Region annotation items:
----

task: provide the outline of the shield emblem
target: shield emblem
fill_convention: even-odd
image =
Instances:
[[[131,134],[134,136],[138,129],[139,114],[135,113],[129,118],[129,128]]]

----

* BRIEF
Render every line of the records above as a numbered list, omitting any blank lines.

* RESULT OF THE EXERCISE
1. task: provide the outline of the shield emblem
2. target: shield emblem
3. fill_convention: even-odd
4. image =
5. Instances:
6. [[[131,134],[134,136],[138,129],[139,114],[135,113],[129,118],[129,128]]]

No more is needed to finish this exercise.